Secondo ARERA solo il 4% delle acque reflue viene riutilizzato in industria o in agricoltura, ma Ref stima un potenziale di 5 miliardi di metri cubi capace di soddisfare il 45% del nostro fabbisogno irriguo. Servono investimenti soprattutto al Sud dove, dice Utilitalia, la frammentazione della governance ostacola lo sviluppo industriale del ciclo idrico
Ambiente, società, economia. Le tre dimensioni dello sviluppo sostenibile hanno un minimo comune denominatore: dipendono tutte dall’acqua, dalla presenza o meno di un approvvigionamento idrico adeguato, di buona qualità e opportunamente distribuito a livello geografico. Oltre a essere indispensabile per la vita sulla Terra, insomma, l’acqua è la risorsa chiave di ogni strategia di crescita sostenibile. Eppure continuiamo a sprecarla come se fosse infinita. Anche quando tutto intorno a noi continua a ricordarci che infinita non è e che anzi diventerà sempre più rara, come sembrano ammonire le ultime, spettrali immagini del Po, prosciugato dopo 100 giorni senza pioggia. Con conseguenze potenzialmente devastanti per il settore agroindustriale. L’Italia, insieme all’intera area del Mediterraneo, è del resto tra i paesi più esposti agli effetti del cambiamento climatico sulla distribuzione delle precipitazioni e quindi sull’intero ciclo dell’acqua. Motivo in più per prelevarla con giudizio, usarla in modo efficiente e rimetterla in circolo dopo averla depurata. E invece, oltre a essere il Paese che consuma più acqua di tutti in Europa, oltre 236 litri per abitante nel 2020, siamo anche campioni di spreco e di cattiva depurazione.

▸ **Quesito A**:
Quali enti o soggetti cita l'estratto sull'acqua come fonte di dati, stime o valutazioni? Elencali tutti.
▸ **Quesito B**:
Rispondi a queste domande in base all'estratto sull'acqua:
(i) Secondo ARERA, quale percentuale delle acque reflue viene riutilizzata in industria o in agricoltura?
(ii) Dopo quanti giorni senza pioggia il Po è apparso prosciugato?
(iii) Quanti litri d'acqua per abitante ha consumato l'Italia nel 2020?

▸ **Materiale fornito**:
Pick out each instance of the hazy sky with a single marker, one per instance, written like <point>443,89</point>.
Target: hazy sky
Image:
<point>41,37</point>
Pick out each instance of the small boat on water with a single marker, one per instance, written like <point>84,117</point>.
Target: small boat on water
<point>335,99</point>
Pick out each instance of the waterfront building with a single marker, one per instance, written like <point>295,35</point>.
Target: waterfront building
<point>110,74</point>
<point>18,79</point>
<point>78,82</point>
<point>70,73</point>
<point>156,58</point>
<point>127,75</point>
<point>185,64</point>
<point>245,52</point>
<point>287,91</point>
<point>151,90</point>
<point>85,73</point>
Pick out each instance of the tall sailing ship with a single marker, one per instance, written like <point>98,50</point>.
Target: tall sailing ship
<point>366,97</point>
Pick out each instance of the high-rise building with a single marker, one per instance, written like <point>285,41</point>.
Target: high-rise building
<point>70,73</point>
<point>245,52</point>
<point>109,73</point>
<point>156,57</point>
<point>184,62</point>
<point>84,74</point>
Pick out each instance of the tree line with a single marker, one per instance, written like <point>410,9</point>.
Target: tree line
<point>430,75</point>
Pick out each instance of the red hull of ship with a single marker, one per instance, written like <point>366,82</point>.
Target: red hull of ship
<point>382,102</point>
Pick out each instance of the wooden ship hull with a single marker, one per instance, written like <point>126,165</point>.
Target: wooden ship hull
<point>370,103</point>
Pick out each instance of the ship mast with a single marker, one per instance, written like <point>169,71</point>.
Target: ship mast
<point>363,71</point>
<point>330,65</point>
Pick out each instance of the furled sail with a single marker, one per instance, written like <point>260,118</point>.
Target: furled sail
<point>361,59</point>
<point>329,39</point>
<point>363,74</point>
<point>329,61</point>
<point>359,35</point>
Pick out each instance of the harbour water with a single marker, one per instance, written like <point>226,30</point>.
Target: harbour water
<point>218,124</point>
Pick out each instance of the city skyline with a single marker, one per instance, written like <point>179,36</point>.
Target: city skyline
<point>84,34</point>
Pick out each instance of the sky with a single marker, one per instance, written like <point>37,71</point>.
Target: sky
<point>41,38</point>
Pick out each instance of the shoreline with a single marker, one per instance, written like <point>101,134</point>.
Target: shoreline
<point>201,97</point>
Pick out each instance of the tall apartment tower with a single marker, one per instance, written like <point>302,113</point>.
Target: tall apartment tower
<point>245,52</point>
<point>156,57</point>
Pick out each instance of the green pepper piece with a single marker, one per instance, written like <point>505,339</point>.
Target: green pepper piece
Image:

▸ **Risposta A**:
ARERA
Ref
Utilitalia

▸ **Risposta B**:
(i) Il 4%.
(ii) Dopo 100 giorni.
(iii) Oltre 236 litri.